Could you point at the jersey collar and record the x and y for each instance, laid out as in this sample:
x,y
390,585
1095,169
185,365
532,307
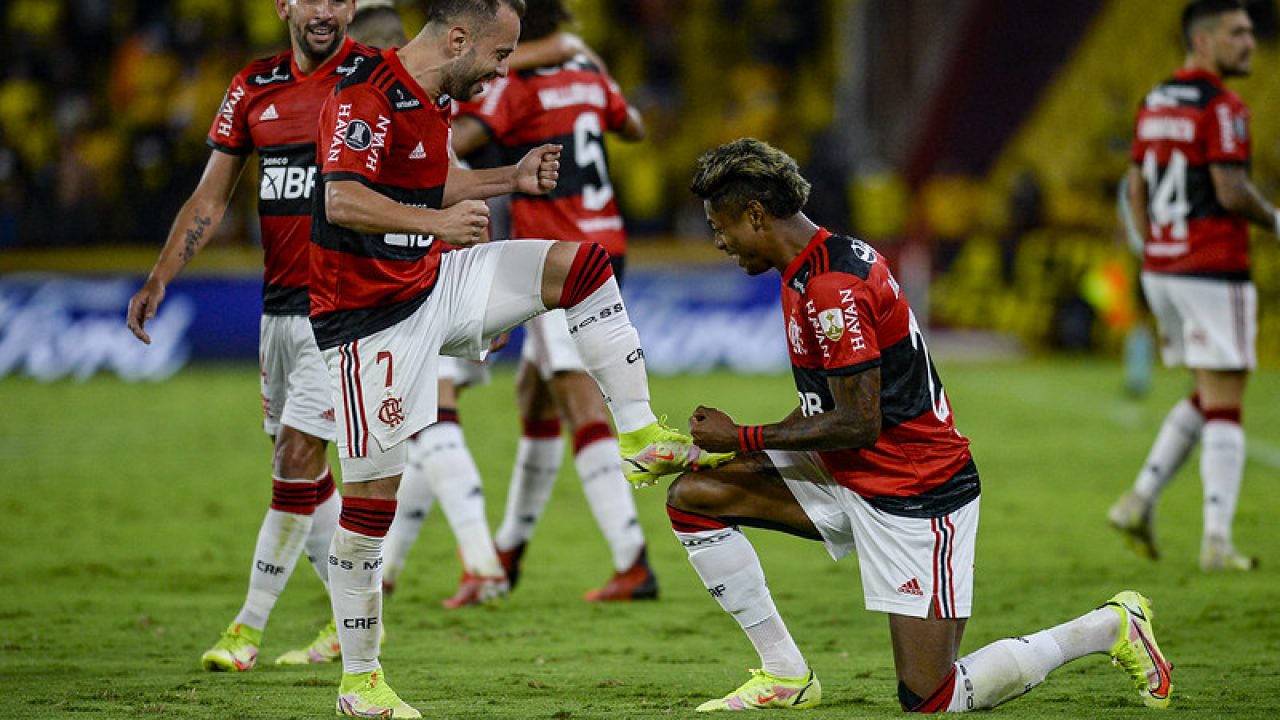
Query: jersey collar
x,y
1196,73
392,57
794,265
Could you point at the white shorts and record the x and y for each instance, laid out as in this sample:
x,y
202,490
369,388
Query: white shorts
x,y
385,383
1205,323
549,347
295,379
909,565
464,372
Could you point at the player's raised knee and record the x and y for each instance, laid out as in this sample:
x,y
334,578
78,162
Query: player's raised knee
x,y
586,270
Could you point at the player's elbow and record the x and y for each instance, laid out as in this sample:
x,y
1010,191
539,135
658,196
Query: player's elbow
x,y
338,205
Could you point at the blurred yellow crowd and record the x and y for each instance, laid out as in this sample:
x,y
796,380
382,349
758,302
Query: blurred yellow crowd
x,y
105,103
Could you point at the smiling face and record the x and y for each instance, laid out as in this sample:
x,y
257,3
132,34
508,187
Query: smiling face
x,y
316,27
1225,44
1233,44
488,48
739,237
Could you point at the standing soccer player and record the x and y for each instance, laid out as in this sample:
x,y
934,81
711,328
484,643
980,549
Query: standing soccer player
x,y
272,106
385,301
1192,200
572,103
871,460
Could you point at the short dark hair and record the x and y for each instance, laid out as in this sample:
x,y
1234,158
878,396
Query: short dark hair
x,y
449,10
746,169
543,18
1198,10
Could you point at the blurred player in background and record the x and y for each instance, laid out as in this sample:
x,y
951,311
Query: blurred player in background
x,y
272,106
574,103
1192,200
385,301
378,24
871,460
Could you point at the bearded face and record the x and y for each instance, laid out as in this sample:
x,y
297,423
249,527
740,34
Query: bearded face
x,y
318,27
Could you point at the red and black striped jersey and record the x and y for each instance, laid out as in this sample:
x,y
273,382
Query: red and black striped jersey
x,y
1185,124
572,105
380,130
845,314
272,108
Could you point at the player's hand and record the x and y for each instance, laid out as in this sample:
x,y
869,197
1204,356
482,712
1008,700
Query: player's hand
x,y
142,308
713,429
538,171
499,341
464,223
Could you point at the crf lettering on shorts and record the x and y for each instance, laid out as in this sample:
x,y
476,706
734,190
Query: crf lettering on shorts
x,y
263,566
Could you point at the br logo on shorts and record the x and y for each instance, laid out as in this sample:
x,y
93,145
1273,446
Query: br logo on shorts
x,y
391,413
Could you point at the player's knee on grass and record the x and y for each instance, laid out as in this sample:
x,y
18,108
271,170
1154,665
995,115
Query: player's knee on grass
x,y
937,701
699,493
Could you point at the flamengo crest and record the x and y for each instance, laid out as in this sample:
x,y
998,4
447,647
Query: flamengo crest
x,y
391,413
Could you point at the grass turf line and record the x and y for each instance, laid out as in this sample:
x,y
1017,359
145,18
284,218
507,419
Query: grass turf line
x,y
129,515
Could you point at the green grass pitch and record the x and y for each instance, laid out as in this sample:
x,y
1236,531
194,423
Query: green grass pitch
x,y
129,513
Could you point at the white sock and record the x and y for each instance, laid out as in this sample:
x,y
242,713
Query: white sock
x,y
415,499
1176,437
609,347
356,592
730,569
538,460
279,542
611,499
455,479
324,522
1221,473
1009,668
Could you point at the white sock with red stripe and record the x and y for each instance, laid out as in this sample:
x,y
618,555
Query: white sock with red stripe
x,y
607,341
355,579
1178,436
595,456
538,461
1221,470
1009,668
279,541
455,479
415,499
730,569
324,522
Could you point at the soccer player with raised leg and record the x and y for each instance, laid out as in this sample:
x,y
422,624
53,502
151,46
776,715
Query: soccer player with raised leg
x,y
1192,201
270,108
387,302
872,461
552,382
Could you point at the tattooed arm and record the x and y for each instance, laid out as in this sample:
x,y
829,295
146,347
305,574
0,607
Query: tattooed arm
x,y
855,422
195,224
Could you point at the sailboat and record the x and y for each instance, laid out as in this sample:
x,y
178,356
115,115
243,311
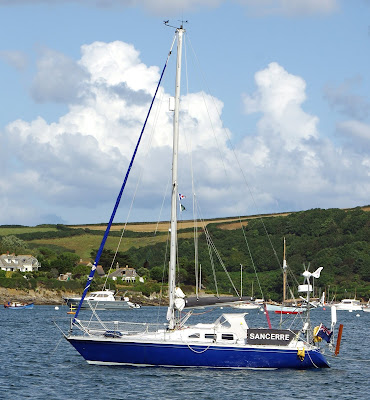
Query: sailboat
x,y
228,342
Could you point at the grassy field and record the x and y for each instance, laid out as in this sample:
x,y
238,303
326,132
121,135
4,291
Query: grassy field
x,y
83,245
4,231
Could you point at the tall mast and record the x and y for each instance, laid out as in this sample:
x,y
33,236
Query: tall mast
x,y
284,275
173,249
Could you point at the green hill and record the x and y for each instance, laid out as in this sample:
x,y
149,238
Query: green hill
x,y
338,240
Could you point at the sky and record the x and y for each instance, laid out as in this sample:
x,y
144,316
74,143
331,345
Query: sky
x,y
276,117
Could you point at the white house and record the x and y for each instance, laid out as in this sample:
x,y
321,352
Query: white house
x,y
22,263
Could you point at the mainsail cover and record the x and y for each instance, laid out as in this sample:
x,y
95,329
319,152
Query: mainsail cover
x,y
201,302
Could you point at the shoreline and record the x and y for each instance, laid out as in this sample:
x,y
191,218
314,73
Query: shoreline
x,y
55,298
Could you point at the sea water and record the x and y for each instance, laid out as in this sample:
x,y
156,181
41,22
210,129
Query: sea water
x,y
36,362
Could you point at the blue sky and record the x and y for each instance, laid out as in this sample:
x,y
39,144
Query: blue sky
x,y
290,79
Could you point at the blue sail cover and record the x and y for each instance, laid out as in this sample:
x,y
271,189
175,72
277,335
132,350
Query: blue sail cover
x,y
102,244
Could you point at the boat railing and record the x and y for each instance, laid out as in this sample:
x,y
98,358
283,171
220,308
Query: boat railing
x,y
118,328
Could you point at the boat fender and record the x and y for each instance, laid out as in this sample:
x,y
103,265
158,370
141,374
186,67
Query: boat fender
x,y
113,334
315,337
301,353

....................

* Task statement
Transcribe every entry word for word, but omit the pictures.

* Written answer
Could you point at the jersey collar and record the x and y for each instance, laid out as in this sample:
x,y
390,585
1095,169
185,365
532,307
Query: jersey collar
x,y
1196,73
392,57
794,265
Could you point at the white shorts and record the x and y for each instance, laid out as in this sample:
x,y
202,490
369,388
Query: white shorts
x,y
385,383
1205,323
549,347
295,379
909,565
464,372
Could you point at the player's raised knee and record the x and y for each instance, laid out as in this sample:
x,y
334,578
78,162
Query: player's raised knee
x,y
586,270
Could you point at the player's elbow and record the x and y for each instance, laid out as in this sample:
x,y
1010,191
539,135
658,196
Query: player's elbow
x,y
338,205
Could you point at the blurred yellow crowd and record the x and y for each instance, laid out as in this sample:
x,y
796,380
382,349
758,302
Query: blurred yellow crowd
x,y
105,103
Could you point at the smiling face and record the x and y for each instance, laid out as in this sample:
x,y
257,3
132,34
508,187
Query: smiling face
x,y
316,27
1225,44
1233,44
488,48
739,237
Could you point at the standing soccer player and record the x and y for each instance, laid out as in this sample:
x,y
934,81
711,328
484,643
980,549
Query: standing soccer player
x,y
272,106
385,301
1192,200
572,103
871,460
Could you point at the short dark hair and record the x and y for each instance, laid out as in this sample:
x,y
1234,158
878,396
Query: short dark hair
x,y
449,10
746,169
543,18
1198,10
Could you point at the blurred player in background and record the x and y for each instance, laid out as in this sample:
x,y
951,311
Query: blurred player in background
x,y
272,106
574,103
1192,200
385,301
378,24
871,460
Could you point at the bearded face and record the x and y for each instance, laid out as in this sample:
x,y
297,423
249,527
740,34
Query: bearded face
x,y
318,27
Could you point at the red and black striped jersey and record the x and y for each instance, laid out as in this sample:
x,y
273,382
Query: red and black striped jersey
x,y
1185,124
572,105
380,130
845,314
272,108
Could you point at the player's hand and record the x and y for each instance, laid out as in this sample:
x,y
869,197
1204,356
482,712
1008,700
Query: player's hand
x,y
142,308
713,429
538,171
499,341
464,223
Could you point at the crf lettering on shorts and record the x and y for each instance, laid out as in this sample:
x,y
476,706
734,190
Query: crf lettering on shorts
x,y
263,566
Could you point at the br logo on shorts and record the x and y for each instance, laid out as in this sample:
x,y
93,145
1273,446
Query: br logo on shorts
x,y
391,413
Could you point at the player's knee on grass and record the x and y for each instance, laid out as in this sample:
x,y
18,108
271,170
1154,665
995,115
Query: player's knee on grass
x,y
937,701
699,493
Could you point at the flamengo crest and record the x and y for each instance, laid out as in this sample:
x,y
998,4
447,647
Query: flamengo crest
x,y
391,413
Could you point at the grass turf line and record the x and y for each instance, laid out as in this sample:
x,y
1017,359
145,18
284,218
507,419
Query: grass turf line
x,y
129,515
Could you point at the green grass pitch and record the x and y for each instance, laid out as in this sample:
x,y
1236,531
194,423
Query: green grass pitch
x,y
129,513
Could you point at the white sock and record the x and y for each instance, laid out as in this sample:
x,y
242,713
Query: white sock
x,y
415,499
1176,437
609,347
356,592
730,569
538,460
279,542
611,499
455,479
324,522
1221,473
1009,668
Could you point at the white sock with red stripe and record the x and y for each instance, laid out as in this sample:
x,y
618,555
Query: white sock with red stripe
x,y
607,341
355,579
1178,436
595,456
538,461
1221,470
1009,668
279,541
455,479
415,499
730,569
324,522
Could you point at the soccer player with raised leg and record the x and y for each instance, laid out as in this sample:
x,y
422,624
53,502
151,46
776,715
Query: soccer player with raised leg
x,y
1192,201
270,108
387,302
872,461
552,382
Could you point at the tattooed arm and record the x and y for each instance, laid out as in this sample:
x,y
829,295
146,347
305,574
0,607
Query: tattooed arm
x,y
855,422
195,224
Could you point at the sailboat and record the x and y for each instance, laid out as in this sample:
x,y
178,356
115,115
243,311
Query: sailboat
x,y
228,342
Could you point at the grassy field and record the x and y for each instance, laid out as in this sample:
x,y
238,303
326,132
121,135
4,291
Query: grassy field
x,y
83,245
4,231
Could you point at the tall mast and record the x and y for each instance, laid out as in this sample:
x,y
33,236
Query: tall mast
x,y
284,275
173,249
Could you point at the green hill and record the x and y for each instance, laid out as in this sample:
x,y
149,238
Query: green hill
x,y
338,240
Could you point at the sky and record the x and y for each instance, laid out as in this sample:
x,y
144,316
74,143
331,345
Query: sky
x,y
276,117
Could you point at the white house and record the x and y for each instance, laid out as in this sample:
x,y
321,352
Query: white house
x,y
22,263
Could you point at the mainsail cover and record the x and y for each instance, laid out as in this sample:
x,y
95,329
319,152
Query: mainsail cover
x,y
201,302
Could you point at the shoreline and record the x and y for each instance, laid out as in this sample:
x,y
191,218
314,73
Query: shoreline
x,y
55,298
Could you point at the sea water and record the x and y for each instance, laid out as in this sample:
x,y
156,181
41,22
210,129
Query: sea water
x,y
36,362
Could you point at the blue sky and record the x and y for each instance, laid out as in this sample:
x,y
39,144
Query: blue sky
x,y
290,79
Could you point at the blue sail cover and record the x and y for each instance, laid out as in this sample:
x,y
271,189
175,72
277,335
132,350
Query: blue sail cover
x,y
102,244
Could you point at the boat railing and record the x and y for each instance, laid out as in this sample:
x,y
98,358
283,171
220,308
Query: boat railing
x,y
118,328
Could you point at the boat fender and record the x and y for each instance, laid out as in this sample:
x,y
103,265
158,370
141,374
186,67
Query: boat fender
x,y
113,334
315,337
301,353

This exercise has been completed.